§ PROBLEM TO SOLVE: Rewrite the stretch from the line containing "of the window" through the end of the material, switching "thickest" to "widest" and leaving everything else unchanged. Return only those lines.

§ INFORMATION SHOWN:
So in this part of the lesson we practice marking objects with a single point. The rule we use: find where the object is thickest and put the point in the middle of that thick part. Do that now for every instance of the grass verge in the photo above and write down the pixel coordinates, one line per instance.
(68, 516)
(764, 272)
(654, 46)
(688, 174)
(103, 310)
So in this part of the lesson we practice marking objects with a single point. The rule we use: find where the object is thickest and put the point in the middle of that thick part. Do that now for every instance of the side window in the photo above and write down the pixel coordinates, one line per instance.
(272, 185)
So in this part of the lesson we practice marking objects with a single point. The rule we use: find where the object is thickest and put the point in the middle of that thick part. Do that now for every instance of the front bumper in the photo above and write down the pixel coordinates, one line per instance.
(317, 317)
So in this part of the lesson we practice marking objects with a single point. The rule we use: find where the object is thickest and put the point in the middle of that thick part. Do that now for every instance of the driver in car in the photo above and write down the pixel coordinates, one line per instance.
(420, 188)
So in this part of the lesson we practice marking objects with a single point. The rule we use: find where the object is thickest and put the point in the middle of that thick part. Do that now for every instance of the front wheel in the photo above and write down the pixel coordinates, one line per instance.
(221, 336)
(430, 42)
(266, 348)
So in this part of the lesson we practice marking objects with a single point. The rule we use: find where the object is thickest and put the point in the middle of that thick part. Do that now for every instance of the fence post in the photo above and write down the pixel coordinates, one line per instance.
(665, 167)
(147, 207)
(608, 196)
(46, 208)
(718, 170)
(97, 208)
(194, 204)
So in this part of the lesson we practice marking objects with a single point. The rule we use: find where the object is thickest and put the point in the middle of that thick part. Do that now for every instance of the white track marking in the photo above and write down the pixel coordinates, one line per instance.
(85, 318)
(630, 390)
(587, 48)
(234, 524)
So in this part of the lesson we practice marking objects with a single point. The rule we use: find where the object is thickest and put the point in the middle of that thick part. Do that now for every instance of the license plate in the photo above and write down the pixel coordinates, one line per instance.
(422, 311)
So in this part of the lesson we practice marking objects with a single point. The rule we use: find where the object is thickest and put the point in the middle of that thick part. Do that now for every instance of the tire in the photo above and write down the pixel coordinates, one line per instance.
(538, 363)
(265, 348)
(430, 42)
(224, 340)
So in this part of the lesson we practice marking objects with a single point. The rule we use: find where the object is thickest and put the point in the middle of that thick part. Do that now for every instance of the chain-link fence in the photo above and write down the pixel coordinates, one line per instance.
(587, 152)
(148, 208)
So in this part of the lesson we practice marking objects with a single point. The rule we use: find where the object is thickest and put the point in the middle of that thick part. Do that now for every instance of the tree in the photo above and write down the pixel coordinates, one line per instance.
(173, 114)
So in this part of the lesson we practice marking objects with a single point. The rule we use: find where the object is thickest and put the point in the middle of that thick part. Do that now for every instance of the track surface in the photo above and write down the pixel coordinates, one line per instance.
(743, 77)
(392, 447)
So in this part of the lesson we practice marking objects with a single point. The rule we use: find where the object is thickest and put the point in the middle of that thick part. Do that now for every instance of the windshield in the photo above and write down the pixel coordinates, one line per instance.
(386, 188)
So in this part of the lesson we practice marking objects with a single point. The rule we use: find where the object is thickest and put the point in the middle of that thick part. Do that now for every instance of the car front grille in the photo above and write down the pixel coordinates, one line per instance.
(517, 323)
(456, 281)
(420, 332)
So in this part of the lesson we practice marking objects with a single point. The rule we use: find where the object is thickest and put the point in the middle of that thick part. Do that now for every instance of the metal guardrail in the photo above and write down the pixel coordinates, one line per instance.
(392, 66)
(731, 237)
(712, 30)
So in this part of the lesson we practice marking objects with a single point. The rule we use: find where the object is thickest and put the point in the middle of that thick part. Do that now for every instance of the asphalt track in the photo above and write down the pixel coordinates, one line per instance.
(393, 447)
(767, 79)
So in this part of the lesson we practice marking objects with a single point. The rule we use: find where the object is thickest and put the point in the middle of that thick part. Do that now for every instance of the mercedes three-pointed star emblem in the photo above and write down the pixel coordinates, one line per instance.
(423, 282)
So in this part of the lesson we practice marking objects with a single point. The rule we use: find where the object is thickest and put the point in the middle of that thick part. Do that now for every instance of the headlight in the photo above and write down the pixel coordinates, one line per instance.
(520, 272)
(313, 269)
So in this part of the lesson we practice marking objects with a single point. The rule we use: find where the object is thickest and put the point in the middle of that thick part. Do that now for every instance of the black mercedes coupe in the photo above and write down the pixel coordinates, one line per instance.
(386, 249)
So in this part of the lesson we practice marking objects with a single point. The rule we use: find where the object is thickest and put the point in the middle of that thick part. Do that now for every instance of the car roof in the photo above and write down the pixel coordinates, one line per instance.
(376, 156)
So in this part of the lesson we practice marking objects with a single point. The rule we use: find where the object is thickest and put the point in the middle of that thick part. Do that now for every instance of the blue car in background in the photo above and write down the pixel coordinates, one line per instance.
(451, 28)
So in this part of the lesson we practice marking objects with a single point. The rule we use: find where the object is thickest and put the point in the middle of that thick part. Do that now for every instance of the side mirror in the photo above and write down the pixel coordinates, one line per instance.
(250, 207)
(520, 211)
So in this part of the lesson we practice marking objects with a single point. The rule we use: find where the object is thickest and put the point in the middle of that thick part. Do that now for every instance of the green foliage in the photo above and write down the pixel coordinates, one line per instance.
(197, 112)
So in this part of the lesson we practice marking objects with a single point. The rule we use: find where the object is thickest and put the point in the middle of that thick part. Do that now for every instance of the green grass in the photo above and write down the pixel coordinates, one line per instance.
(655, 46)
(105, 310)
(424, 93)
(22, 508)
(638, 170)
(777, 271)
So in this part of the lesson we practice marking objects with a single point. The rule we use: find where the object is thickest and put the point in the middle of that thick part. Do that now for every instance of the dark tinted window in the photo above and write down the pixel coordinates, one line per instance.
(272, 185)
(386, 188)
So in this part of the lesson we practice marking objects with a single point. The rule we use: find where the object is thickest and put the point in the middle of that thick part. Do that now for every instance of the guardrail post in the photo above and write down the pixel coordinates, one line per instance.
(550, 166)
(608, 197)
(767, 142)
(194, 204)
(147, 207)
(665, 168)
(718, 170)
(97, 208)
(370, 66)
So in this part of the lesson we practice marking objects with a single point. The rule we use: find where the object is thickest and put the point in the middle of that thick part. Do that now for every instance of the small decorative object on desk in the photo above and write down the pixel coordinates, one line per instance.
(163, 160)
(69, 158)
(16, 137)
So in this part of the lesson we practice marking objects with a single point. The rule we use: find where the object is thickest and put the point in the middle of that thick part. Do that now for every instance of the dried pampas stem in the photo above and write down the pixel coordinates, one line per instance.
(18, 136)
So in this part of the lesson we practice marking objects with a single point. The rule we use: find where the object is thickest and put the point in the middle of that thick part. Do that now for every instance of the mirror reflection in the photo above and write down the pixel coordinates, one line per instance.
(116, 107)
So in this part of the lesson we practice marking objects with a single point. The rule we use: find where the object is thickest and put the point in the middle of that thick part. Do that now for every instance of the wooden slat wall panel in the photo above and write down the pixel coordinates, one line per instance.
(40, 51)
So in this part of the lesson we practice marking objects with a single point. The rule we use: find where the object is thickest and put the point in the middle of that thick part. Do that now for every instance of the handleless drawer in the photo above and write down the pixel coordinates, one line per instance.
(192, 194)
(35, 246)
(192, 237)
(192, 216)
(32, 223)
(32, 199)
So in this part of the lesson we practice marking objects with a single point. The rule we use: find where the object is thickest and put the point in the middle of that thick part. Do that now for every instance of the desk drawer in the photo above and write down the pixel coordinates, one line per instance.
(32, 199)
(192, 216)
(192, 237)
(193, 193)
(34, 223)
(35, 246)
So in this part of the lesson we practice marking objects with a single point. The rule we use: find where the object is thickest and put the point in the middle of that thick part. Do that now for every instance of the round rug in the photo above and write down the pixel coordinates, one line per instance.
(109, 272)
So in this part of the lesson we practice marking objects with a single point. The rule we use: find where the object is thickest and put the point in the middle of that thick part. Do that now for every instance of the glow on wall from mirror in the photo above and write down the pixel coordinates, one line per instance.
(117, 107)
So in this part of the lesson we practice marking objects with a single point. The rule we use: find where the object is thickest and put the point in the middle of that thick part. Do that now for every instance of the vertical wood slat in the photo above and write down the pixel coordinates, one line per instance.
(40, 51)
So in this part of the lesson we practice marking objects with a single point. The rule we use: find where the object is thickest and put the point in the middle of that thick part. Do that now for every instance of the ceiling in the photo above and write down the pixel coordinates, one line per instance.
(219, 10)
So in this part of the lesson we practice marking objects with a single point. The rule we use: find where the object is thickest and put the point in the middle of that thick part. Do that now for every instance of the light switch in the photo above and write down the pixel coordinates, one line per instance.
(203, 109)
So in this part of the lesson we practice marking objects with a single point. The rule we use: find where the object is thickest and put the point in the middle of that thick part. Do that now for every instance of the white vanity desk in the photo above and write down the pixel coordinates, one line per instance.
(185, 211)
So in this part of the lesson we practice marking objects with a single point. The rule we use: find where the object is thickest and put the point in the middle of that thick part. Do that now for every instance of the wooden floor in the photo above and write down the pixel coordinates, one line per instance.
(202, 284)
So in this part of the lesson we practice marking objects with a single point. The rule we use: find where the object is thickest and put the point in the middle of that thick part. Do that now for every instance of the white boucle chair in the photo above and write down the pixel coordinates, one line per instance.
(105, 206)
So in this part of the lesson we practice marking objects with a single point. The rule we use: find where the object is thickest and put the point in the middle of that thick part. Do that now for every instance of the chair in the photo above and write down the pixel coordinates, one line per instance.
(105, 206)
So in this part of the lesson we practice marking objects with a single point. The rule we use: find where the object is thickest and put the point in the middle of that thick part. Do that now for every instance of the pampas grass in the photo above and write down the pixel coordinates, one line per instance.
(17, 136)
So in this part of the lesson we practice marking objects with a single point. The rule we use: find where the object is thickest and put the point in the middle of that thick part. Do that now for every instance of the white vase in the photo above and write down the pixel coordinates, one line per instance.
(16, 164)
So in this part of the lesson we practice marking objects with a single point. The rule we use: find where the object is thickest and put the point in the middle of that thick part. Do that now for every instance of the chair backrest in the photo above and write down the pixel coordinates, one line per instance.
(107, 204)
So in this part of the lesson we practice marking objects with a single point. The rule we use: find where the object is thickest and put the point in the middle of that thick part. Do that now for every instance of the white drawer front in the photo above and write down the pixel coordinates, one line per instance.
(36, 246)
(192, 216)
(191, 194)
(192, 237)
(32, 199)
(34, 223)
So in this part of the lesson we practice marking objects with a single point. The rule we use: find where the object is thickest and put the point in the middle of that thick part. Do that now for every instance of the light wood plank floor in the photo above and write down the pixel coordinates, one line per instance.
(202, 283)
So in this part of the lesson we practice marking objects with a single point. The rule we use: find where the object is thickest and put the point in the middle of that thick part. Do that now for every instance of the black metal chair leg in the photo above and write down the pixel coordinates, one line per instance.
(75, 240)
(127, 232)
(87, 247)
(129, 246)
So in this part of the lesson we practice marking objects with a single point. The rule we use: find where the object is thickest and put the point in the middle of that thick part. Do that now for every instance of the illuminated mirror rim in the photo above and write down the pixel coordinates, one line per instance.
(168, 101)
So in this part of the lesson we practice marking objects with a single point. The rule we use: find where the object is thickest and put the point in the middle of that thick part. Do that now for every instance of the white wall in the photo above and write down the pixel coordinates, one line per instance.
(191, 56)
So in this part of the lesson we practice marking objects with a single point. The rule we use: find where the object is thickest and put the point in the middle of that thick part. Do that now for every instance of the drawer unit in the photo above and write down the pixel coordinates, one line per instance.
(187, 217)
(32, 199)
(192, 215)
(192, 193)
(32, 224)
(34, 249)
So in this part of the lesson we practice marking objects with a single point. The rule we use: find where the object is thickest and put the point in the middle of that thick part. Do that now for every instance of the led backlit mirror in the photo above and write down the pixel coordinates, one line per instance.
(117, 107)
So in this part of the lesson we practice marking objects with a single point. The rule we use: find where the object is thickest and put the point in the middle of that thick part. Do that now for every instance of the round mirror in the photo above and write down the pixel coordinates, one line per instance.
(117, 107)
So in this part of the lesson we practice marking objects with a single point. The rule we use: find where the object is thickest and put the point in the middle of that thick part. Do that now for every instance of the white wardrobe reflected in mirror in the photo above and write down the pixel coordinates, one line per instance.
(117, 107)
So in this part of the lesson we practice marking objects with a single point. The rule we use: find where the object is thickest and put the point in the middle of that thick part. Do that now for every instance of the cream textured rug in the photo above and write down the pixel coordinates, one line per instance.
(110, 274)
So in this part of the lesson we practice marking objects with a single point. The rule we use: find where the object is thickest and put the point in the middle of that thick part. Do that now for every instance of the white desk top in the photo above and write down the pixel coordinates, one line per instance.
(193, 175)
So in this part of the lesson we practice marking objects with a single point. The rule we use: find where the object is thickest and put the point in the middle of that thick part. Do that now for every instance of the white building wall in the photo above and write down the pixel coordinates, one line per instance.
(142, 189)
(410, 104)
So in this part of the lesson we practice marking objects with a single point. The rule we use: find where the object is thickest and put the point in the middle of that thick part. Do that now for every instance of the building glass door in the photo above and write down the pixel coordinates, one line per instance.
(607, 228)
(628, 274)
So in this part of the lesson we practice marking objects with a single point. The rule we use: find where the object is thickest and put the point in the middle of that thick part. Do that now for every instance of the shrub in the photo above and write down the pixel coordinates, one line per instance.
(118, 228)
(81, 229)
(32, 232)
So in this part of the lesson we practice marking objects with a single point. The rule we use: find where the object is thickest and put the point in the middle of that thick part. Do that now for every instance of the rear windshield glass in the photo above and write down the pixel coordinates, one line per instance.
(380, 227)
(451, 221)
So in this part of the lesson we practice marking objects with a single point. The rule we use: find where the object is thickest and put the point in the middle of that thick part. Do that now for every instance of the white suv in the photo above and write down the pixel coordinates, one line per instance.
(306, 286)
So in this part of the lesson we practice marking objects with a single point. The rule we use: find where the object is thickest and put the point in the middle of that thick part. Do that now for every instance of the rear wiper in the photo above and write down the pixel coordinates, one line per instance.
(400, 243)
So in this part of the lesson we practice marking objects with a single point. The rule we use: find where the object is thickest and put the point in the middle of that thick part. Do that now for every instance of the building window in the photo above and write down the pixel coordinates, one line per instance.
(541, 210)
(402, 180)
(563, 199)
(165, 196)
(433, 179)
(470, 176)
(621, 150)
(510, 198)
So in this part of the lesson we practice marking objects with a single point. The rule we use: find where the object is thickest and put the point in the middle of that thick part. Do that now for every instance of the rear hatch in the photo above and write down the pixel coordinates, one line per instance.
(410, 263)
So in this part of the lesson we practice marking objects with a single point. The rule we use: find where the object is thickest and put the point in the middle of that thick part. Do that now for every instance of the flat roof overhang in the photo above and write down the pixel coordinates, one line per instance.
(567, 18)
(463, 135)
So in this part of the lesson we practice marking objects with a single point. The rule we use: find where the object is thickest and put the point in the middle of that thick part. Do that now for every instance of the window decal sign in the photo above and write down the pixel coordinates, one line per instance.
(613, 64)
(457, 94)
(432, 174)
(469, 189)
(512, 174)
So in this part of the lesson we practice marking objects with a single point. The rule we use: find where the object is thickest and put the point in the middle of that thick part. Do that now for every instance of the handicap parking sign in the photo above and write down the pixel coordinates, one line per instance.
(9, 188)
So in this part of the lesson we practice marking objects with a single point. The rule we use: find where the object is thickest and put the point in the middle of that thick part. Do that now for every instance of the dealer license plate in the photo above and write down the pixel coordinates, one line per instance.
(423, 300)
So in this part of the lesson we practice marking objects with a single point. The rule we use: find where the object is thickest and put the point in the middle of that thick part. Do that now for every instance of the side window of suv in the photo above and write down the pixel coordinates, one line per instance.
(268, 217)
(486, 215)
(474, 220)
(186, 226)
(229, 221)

§ RESPONSE TO THE TASK:
So in this part of the lesson we practice marking objects with a single point. The rule we use: find where the object is widest and put the point in the middle of that thick part. Do that now for every instance of the window decal sign in the photo above and write down the pixel coordinates, one line per instance.
(613, 64)
(457, 94)
(432, 174)
(469, 189)
(512, 174)
So in this part of the lesson we practice marking objects with a single point. The rule we use: find where the object is widest and put the point in the middle of that thick part. Do that now for every instance of the handicap parking sign in the photo above and write down the pixel coordinates, one line per instance.
(9, 188)
So in this part of the lesson we practice marking objects with a single point. The rule we use: find where the object is widest and put the point in the middle of that thick part. Do that now for every instance of the dealer license plate in the photo above and write down the pixel coordinates, one line per instance.
(423, 300)
So in this part of the lesson we practice marking objects with a single point. The rule we use: find where the object is widest and put the point in the middle of that thick part. Do that now for every instance of the side window of suv in the photo above and write down the pixel coordinates, one line per instance.
(268, 217)
(486, 215)
(474, 220)
(186, 226)
(229, 221)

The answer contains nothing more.